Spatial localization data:
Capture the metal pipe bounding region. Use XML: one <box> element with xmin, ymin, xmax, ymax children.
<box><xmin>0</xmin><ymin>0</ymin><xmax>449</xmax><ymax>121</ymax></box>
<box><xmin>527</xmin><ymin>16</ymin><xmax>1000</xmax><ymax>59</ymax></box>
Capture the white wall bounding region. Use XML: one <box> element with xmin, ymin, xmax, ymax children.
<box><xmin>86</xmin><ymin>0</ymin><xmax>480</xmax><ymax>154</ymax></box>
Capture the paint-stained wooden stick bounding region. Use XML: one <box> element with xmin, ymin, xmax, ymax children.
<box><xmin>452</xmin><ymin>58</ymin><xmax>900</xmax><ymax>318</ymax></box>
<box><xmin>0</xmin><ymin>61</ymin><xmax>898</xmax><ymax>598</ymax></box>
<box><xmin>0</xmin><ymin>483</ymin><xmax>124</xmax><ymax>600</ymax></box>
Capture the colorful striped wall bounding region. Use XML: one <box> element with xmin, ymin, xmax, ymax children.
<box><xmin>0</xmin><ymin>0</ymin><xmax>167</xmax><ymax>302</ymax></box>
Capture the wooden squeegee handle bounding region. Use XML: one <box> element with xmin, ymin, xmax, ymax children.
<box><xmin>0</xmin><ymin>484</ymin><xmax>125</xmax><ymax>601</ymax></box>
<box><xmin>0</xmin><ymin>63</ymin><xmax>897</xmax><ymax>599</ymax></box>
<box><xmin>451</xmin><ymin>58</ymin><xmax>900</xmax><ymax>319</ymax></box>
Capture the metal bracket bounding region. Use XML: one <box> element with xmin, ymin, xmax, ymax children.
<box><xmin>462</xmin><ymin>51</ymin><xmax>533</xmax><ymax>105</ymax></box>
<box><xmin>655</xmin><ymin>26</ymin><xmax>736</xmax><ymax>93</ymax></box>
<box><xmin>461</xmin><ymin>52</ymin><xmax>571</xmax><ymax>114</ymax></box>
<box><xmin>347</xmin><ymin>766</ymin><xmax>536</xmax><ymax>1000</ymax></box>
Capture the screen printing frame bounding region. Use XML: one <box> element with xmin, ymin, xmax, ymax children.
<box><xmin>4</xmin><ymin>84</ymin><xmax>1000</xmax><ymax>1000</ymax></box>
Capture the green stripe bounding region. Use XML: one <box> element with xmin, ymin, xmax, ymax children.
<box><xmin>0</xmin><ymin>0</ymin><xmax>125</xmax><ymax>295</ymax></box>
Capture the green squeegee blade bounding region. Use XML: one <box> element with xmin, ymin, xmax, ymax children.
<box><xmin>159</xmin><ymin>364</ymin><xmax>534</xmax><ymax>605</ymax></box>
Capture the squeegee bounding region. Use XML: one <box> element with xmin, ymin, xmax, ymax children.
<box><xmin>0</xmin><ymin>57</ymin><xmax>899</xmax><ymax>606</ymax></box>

■ **Problem to solve**: Return the whole of the data, character for character.

■ **Reply to the task**:
Capture the metal pipe bounding region. Use XML: one <box> element with xmin, ymin, xmax, ymax children.
<box><xmin>0</xmin><ymin>0</ymin><xmax>449</xmax><ymax>121</ymax></box>
<box><xmin>527</xmin><ymin>16</ymin><xmax>1000</xmax><ymax>59</ymax></box>
Capture the white wall bounding region. Use XML: one <box> element with xmin, ymin, xmax, ymax children.
<box><xmin>86</xmin><ymin>0</ymin><xmax>480</xmax><ymax>154</ymax></box>
Capture the paint-stained wooden stick bounding region. Use XML: one <box> element with xmin, ymin, xmax, ymax children.
<box><xmin>452</xmin><ymin>58</ymin><xmax>900</xmax><ymax>318</ymax></box>
<box><xmin>0</xmin><ymin>61</ymin><xmax>898</xmax><ymax>598</ymax></box>
<box><xmin>0</xmin><ymin>483</ymin><xmax>124</xmax><ymax>600</ymax></box>
Capture the colorful striped wall bounding region. Use XML: one <box> element with xmin, ymin, xmax, ymax children.
<box><xmin>0</xmin><ymin>0</ymin><xmax>167</xmax><ymax>302</ymax></box>
Capture the wooden squeegee handle bounding region. Use XML: one <box> element with xmin, ymin, xmax, ymax children.
<box><xmin>0</xmin><ymin>484</ymin><xmax>125</xmax><ymax>601</ymax></box>
<box><xmin>0</xmin><ymin>63</ymin><xmax>897</xmax><ymax>599</ymax></box>
<box><xmin>451</xmin><ymin>58</ymin><xmax>900</xmax><ymax>319</ymax></box>
Capture the metal bracket bounding region. Use XML: one <box> element with xmin, ymin, xmax, ymax children.
<box><xmin>462</xmin><ymin>51</ymin><xmax>533</xmax><ymax>105</ymax></box>
<box><xmin>655</xmin><ymin>26</ymin><xmax>736</xmax><ymax>93</ymax></box>
<box><xmin>461</xmin><ymin>52</ymin><xmax>571</xmax><ymax>114</ymax></box>
<box><xmin>347</xmin><ymin>766</ymin><xmax>536</xmax><ymax>1000</ymax></box>
Capture the screen printing frame bounding region. Use XML: one <box> element with xmin, ymin, xmax, ymax children.
<box><xmin>4</xmin><ymin>84</ymin><xmax>1000</xmax><ymax>1000</ymax></box>
Capture the green stripe bounding region. Use XML: one <box> element with xmin, ymin, xmax, ymax children.
<box><xmin>0</xmin><ymin>0</ymin><xmax>125</xmax><ymax>295</ymax></box>
Capture the green squeegee blade bounding region. Use XML: one <box> element with xmin, ymin, xmax, ymax children.
<box><xmin>159</xmin><ymin>364</ymin><xmax>534</xmax><ymax>605</ymax></box>
Capture the squeegee bounding region. Use XML: one <box> element with xmin, ymin, xmax, ymax children.
<box><xmin>0</xmin><ymin>57</ymin><xmax>899</xmax><ymax>606</ymax></box>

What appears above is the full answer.